(Source data)
■ ■ ■ ■

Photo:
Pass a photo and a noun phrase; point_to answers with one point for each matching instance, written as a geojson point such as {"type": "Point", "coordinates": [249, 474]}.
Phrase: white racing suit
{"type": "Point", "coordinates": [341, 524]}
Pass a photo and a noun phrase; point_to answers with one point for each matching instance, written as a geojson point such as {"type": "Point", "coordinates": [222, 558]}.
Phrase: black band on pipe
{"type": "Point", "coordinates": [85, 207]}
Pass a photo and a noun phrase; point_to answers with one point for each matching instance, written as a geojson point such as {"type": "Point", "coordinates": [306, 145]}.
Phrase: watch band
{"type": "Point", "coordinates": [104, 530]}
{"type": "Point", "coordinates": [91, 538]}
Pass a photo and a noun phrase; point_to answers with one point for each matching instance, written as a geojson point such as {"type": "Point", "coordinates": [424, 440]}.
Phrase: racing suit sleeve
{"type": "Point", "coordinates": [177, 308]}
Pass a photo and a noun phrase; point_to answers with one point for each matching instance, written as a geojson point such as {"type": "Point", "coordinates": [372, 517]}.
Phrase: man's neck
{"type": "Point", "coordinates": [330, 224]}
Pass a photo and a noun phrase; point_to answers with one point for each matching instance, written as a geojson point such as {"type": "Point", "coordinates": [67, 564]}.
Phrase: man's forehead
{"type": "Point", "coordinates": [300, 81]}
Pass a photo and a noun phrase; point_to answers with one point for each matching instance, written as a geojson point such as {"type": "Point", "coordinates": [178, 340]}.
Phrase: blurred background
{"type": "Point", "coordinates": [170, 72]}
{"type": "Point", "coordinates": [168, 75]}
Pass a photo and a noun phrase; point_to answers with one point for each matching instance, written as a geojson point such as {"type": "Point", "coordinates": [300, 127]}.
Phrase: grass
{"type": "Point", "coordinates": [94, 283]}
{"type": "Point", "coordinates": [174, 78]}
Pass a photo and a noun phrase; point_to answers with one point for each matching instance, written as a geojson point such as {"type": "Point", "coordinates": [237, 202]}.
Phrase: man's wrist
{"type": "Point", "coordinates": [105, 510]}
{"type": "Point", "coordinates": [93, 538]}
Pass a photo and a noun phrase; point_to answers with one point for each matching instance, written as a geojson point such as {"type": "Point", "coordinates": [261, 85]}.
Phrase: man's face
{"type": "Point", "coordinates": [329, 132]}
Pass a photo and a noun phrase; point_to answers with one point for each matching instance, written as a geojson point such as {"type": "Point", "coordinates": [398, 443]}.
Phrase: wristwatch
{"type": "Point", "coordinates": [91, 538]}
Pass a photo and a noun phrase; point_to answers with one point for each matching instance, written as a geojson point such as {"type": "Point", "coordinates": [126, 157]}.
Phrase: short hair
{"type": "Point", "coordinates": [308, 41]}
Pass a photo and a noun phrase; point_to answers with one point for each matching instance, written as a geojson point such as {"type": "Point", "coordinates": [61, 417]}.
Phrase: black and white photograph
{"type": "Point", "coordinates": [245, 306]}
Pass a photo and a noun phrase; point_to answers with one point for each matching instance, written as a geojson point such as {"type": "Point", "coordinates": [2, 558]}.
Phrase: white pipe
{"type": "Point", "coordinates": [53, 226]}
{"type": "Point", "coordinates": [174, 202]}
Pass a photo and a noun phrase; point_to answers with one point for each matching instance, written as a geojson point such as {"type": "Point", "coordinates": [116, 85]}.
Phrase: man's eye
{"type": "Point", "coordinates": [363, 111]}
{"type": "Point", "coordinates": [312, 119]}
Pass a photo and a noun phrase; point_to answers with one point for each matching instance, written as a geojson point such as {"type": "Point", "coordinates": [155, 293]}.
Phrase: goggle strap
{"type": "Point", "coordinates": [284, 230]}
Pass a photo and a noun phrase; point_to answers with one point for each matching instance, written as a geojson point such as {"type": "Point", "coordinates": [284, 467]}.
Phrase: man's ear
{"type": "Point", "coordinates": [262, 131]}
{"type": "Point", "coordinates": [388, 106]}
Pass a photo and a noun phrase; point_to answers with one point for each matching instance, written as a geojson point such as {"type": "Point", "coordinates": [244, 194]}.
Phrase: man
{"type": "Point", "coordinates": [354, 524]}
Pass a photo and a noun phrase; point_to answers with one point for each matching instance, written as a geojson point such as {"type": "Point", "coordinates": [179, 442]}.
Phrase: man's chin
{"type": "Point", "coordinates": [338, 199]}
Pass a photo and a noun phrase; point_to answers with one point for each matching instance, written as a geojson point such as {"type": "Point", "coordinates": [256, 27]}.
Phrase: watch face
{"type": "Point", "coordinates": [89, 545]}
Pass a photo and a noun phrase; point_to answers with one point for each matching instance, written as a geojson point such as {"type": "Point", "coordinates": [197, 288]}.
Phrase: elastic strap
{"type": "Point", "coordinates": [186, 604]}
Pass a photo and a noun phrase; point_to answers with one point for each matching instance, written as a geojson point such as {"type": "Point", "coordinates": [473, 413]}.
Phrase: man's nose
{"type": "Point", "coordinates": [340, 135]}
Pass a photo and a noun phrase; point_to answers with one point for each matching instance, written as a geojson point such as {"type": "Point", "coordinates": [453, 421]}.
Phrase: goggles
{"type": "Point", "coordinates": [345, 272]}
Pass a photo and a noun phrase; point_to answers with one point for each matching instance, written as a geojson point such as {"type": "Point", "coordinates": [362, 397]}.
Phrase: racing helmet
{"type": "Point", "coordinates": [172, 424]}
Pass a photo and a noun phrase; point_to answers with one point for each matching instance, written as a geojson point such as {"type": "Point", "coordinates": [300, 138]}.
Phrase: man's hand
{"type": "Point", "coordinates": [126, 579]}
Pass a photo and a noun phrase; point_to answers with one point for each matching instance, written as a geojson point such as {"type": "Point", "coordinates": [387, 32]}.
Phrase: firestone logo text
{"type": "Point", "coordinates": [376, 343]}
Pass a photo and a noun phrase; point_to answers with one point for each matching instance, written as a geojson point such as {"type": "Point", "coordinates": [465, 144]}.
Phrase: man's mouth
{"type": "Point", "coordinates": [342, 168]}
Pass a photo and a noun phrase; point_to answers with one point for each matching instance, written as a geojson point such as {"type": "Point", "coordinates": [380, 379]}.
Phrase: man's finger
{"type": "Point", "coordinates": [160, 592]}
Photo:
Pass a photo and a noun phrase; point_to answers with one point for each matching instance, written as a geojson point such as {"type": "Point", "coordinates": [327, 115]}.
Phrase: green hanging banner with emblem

■ ■ ■ ■

Extract every line of the records above that contains the string "pipe". Case matters.

Phrase: black band on pipe
Phrase: white pipe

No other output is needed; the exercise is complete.